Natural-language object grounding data
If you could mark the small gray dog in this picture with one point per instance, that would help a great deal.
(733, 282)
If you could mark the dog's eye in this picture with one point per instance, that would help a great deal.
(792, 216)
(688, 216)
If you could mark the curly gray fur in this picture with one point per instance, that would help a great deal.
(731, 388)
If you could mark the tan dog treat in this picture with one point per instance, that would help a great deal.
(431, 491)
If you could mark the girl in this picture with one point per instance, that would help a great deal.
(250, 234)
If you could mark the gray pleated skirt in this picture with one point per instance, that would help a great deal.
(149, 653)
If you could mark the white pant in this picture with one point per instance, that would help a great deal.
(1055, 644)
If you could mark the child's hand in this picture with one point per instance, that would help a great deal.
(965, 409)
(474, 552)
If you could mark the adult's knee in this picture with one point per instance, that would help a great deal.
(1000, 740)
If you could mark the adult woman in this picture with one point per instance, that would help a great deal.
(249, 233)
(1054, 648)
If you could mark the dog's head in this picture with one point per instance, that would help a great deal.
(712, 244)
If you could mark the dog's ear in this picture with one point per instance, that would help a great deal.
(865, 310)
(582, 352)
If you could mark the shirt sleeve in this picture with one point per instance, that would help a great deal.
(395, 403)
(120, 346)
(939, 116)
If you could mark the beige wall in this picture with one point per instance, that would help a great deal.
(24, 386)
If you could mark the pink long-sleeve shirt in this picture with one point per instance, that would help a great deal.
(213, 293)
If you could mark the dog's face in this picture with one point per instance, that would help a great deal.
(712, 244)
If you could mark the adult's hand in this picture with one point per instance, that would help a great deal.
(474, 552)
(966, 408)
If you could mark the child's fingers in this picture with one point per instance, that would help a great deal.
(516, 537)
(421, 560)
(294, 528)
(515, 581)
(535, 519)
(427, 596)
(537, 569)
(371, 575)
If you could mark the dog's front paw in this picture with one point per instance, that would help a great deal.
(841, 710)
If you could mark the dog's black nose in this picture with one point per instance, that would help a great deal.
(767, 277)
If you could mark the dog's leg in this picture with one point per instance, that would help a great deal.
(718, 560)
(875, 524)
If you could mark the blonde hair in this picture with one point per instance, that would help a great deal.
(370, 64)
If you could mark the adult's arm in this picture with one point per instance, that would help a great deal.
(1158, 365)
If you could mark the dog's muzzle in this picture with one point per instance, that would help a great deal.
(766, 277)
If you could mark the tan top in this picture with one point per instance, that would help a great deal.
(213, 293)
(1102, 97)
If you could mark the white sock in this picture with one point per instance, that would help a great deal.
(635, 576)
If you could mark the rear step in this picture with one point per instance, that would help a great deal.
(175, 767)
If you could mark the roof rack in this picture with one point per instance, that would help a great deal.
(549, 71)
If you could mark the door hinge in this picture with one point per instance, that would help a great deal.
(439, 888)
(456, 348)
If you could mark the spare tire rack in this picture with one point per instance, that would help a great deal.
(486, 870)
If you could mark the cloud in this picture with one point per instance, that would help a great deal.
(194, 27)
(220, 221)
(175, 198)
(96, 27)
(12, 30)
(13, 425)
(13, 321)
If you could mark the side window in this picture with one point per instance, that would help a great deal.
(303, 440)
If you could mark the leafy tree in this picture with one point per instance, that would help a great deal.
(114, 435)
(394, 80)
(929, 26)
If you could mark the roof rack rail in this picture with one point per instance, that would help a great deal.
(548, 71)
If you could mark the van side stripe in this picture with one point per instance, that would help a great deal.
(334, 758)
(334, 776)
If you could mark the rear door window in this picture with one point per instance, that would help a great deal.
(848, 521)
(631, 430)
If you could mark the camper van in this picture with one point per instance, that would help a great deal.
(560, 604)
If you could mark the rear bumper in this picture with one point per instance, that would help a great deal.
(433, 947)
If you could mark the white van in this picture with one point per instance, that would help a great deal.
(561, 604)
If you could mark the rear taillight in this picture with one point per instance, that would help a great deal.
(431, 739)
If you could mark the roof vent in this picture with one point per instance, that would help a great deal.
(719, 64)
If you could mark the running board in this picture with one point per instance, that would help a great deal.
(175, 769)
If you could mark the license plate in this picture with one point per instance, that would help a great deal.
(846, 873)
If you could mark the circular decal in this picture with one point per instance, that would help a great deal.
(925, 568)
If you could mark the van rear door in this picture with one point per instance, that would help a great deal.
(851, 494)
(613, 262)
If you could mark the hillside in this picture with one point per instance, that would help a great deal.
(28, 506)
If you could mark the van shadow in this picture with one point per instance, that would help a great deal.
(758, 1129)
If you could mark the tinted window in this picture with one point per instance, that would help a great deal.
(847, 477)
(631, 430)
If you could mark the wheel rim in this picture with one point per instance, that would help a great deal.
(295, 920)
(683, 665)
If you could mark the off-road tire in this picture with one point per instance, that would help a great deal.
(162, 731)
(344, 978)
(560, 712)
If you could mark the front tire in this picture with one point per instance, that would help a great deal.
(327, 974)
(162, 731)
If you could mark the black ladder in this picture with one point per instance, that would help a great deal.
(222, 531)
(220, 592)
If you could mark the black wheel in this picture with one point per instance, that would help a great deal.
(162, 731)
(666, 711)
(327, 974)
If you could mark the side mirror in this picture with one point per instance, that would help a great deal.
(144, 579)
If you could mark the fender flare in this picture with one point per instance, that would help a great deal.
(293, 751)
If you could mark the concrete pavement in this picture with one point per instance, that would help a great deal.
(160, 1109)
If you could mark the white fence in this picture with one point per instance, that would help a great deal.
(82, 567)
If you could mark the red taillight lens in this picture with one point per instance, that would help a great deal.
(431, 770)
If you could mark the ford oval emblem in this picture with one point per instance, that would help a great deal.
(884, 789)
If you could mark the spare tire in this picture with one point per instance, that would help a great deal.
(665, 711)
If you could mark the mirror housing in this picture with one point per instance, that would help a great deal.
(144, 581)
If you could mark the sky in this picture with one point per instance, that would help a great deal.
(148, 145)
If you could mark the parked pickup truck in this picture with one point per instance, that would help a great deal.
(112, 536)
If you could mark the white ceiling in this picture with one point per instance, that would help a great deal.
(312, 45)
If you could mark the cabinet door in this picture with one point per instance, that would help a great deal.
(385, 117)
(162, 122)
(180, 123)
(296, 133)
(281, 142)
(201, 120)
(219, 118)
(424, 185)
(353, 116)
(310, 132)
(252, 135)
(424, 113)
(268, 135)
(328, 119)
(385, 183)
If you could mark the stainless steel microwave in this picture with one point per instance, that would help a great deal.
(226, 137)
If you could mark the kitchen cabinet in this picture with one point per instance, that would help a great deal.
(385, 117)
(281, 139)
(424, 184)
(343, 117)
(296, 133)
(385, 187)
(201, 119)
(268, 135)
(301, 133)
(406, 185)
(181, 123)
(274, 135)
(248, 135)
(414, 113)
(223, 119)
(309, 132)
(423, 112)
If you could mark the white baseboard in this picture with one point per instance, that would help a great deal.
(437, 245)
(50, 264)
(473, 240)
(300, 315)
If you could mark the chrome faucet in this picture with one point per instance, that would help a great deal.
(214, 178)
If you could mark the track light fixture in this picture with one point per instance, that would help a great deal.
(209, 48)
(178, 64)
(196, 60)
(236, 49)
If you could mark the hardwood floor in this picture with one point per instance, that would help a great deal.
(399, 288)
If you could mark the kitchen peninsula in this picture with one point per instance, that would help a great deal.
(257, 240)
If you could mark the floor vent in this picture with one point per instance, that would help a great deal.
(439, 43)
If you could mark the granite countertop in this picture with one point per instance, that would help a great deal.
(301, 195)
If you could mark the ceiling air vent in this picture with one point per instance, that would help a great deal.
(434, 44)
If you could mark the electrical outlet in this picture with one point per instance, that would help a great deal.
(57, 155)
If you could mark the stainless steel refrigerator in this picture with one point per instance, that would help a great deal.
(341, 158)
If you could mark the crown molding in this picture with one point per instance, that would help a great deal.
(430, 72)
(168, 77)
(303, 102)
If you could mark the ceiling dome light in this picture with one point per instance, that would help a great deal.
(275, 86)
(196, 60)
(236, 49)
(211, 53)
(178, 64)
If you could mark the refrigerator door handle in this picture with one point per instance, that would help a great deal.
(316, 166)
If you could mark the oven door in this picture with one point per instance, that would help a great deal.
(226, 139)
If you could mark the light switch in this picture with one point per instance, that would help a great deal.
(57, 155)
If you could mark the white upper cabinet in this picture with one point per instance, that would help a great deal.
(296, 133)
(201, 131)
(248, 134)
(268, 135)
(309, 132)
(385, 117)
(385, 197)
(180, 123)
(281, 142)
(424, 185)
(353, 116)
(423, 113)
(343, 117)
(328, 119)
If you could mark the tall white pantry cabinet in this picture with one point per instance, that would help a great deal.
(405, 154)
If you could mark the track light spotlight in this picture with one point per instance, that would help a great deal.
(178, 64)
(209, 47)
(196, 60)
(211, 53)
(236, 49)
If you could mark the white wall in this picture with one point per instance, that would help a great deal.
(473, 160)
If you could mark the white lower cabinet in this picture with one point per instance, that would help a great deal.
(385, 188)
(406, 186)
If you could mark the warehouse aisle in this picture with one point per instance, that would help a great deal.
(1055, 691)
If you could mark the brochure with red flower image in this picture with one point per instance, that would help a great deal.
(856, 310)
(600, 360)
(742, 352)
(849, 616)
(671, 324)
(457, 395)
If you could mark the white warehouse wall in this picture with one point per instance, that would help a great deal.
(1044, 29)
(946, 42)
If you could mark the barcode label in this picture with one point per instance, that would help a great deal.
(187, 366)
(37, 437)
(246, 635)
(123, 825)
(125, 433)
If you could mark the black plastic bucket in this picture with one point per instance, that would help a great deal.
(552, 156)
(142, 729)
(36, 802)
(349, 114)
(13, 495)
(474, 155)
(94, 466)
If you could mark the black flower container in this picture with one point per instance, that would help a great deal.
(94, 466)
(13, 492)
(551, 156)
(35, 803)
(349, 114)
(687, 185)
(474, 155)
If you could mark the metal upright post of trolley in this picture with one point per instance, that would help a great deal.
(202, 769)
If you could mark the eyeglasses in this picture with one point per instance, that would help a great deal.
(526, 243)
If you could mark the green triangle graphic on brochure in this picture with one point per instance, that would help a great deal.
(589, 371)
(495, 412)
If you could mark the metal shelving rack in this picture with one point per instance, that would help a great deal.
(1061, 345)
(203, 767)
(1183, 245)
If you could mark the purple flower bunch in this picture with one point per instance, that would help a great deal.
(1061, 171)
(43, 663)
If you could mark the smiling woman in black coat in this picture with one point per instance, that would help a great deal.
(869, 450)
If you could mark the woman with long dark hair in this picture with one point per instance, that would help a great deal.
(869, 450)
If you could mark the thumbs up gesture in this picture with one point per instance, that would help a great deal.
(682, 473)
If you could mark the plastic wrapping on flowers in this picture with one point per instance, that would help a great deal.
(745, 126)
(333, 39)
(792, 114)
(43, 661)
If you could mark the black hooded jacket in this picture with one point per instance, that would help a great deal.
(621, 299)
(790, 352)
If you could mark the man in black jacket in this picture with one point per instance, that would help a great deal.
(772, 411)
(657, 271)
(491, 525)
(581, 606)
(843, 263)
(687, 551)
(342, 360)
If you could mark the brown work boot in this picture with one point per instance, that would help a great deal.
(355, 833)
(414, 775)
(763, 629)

Required action.
The lines to output run from the one containing "If you could mark the brown" to the last line of the entries; give them back exactly.

Expected answer.
If you could mark the brown work boot in this picture with one point per instance, that would help a great deal.
(355, 833)
(414, 775)
(763, 629)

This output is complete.